What to do: Which lines in the records below contain the string "jersey"? Copy out every such line in full.

·····

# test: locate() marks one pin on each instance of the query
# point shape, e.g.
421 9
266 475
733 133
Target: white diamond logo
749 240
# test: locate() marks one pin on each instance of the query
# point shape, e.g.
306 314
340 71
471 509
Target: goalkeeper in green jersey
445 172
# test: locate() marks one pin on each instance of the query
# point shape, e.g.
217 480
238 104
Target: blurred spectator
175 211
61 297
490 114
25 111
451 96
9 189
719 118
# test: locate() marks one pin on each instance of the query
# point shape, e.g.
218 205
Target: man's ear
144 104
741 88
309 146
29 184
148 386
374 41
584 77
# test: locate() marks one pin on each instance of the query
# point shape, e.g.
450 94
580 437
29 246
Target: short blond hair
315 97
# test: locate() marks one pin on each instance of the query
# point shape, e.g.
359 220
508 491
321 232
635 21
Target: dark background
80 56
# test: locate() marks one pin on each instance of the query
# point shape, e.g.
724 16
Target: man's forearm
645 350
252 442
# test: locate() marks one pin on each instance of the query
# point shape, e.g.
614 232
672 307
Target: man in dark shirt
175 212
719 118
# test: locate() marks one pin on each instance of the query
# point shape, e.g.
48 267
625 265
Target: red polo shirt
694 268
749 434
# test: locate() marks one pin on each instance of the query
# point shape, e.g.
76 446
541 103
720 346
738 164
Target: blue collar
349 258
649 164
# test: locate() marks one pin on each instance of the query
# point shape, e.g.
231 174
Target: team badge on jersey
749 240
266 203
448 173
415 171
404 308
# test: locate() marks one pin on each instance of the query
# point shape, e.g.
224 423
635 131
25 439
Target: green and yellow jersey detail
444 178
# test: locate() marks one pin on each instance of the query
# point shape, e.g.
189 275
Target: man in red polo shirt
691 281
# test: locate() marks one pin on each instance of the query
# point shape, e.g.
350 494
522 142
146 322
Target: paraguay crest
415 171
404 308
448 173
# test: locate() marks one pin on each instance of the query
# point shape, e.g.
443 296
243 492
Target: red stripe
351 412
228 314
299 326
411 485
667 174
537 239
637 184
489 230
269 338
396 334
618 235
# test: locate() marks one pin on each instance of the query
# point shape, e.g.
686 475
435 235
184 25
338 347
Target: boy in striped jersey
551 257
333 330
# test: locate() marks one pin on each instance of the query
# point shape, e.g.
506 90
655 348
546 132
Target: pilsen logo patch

·····

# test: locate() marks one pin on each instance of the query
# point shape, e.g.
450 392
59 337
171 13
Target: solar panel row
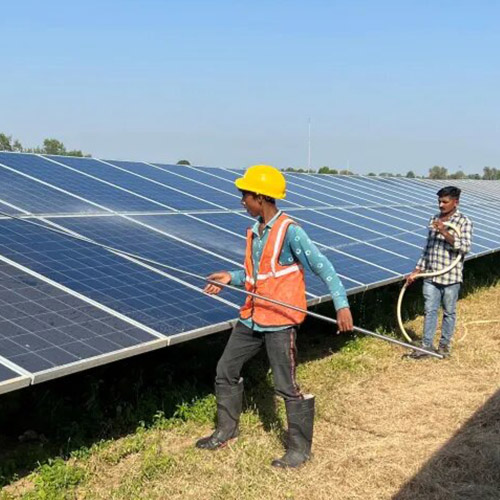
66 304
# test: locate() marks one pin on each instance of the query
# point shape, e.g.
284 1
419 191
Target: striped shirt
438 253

·····

Finished exercise:
Target: goalkeeper in green jersey
Target: team badge on jersey
Target: green and yellow jersey detail
Target: boy in striped jersey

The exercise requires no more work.